Requirement. Set down the listing below again, exactly as written.

Stored data section start

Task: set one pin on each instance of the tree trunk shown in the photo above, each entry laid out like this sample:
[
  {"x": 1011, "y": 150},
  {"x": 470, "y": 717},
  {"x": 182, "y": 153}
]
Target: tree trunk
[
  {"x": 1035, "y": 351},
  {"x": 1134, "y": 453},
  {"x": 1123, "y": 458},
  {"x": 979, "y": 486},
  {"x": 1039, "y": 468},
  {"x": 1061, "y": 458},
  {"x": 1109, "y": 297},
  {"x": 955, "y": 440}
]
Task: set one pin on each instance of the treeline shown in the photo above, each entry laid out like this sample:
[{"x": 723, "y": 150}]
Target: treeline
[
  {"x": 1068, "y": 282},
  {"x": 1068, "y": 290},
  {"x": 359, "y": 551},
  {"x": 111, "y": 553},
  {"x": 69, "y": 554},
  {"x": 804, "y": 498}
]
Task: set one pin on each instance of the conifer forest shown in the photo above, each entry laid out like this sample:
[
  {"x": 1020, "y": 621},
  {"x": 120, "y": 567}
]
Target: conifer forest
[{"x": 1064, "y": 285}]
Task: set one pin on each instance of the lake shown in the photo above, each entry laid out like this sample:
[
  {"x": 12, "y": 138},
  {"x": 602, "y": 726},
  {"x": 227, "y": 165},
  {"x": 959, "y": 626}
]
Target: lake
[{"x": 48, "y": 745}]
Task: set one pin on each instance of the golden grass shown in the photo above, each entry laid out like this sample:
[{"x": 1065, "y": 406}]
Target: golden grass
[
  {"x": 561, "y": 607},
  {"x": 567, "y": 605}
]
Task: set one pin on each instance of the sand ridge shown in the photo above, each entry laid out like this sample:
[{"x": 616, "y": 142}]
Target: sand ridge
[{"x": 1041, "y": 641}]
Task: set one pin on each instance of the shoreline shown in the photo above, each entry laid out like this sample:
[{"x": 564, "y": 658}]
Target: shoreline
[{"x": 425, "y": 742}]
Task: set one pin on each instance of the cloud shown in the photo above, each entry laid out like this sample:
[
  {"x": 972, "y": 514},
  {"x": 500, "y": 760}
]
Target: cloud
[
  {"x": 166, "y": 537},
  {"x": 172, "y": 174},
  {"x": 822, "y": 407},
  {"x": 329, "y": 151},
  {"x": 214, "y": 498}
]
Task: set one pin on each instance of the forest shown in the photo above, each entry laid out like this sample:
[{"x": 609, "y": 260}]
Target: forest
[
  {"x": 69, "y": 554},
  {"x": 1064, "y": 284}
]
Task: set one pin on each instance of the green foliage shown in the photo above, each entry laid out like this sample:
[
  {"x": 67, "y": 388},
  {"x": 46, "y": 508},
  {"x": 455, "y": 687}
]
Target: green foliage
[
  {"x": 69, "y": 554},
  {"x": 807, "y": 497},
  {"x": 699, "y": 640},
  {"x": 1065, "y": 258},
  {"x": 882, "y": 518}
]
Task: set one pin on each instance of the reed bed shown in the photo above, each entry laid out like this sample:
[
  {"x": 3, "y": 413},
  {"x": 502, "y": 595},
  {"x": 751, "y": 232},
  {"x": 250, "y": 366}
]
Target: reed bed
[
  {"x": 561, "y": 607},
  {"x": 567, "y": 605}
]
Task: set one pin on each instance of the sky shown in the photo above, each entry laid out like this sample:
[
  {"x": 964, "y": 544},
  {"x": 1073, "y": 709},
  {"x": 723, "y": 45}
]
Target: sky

Stored data section end

Result of the task.
Task: set one pin on each instance of the tree trunk shown in the photo above, each entry laid out like this sample:
[
  {"x": 1011, "y": 150},
  {"x": 470, "y": 717},
  {"x": 182, "y": 153}
]
Target: tree trunk
[
  {"x": 1035, "y": 351},
  {"x": 1134, "y": 453},
  {"x": 1123, "y": 458},
  {"x": 979, "y": 486},
  {"x": 1039, "y": 468},
  {"x": 1061, "y": 458},
  {"x": 1109, "y": 297},
  {"x": 955, "y": 440}
]
Task: set one pin on each instance of the treeline shown in the photo above, each entry laid out like this sample:
[{"x": 723, "y": 150}]
Target: treeline
[
  {"x": 1068, "y": 282},
  {"x": 1068, "y": 290},
  {"x": 359, "y": 551},
  {"x": 111, "y": 553},
  {"x": 69, "y": 554},
  {"x": 804, "y": 498}
]
Task: set one pin on each instance of the conifer forest shown in the photo above, each entry laid out like this sample:
[
  {"x": 1020, "y": 621},
  {"x": 120, "y": 567}
]
Target: conifer forest
[{"x": 1064, "y": 285}]
Task: set one pin on each instance of the lake shown in the photo above, each entry laid out like this sample:
[
  {"x": 12, "y": 138},
  {"x": 602, "y": 726},
  {"x": 227, "y": 165},
  {"x": 959, "y": 626}
]
Target: lake
[{"x": 48, "y": 745}]
Task: set one pin on each instance of the golden grass shown in the photo above, each entry laid out like this sample:
[{"x": 1065, "y": 406}]
Target: golden grass
[
  {"x": 561, "y": 607},
  {"x": 567, "y": 605}
]
Task: set one pin on each instance of the sand ridge shown in the photo above, each entry laid out like this sample:
[{"x": 616, "y": 142}]
Target: sand ridge
[{"x": 1041, "y": 641}]
Task: set one pin on each instance of the shoreline shown in the photo above, each entry laid out like this sample:
[{"x": 564, "y": 658}]
Target: shoreline
[{"x": 425, "y": 742}]
Task: set one pin on each instance of the cloud shown in the photo above, each entry laid out like this sample:
[
  {"x": 972, "y": 514},
  {"x": 500, "y": 760}
]
Target: cloud
[
  {"x": 166, "y": 537},
  {"x": 172, "y": 174},
  {"x": 822, "y": 407},
  {"x": 329, "y": 151},
  {"x": 214, "y": 498}
]
Task: set one pin on each instance of the forest shown in the photo above, each entry laid out like this sample:
[{"x": 609, "y": 260}]
Target: forest
[
  {"x": 69, "y": 554},
  {"x": 1064, "y": 284}
]
Task: set one pin on each instance of the green foliage shown in the photo above, each entry laid out like this sample:
[
  {"x": 67, "y": 388},
  {"x": 46, "y": 508},
  {"x": 455, "y": 687}
]
Target: green foliage
[
  {"x": 69, "y": 554},
  {"x": 807, "y": 497},
  {"x": 699, "y": 640},
  {"x": 1065, "y": 258},
  {"x": 882, "y": 518}
]
Task: set one pin on each instance of the reed bed shown in the photo above, each entry laid out like this sample:
[
  {"x": 3, "y": 413},
  {"x": 502, "y": 595},
  {"x": 751, "y": 232},
  {"x": 250, "y": 366}
]
Target: reed bed
[
  {"x": 561, "y": 607},
  {"x": 567, "y": 605}
]
Task: set one pin on each instance of the sky shown in the photo above, each entry laid out like this sample:
[
  {"x": 964, "y": 544},
  {"x": 1073, "y": 709},
  {"x": 723, "y": 45}
]
Target: sky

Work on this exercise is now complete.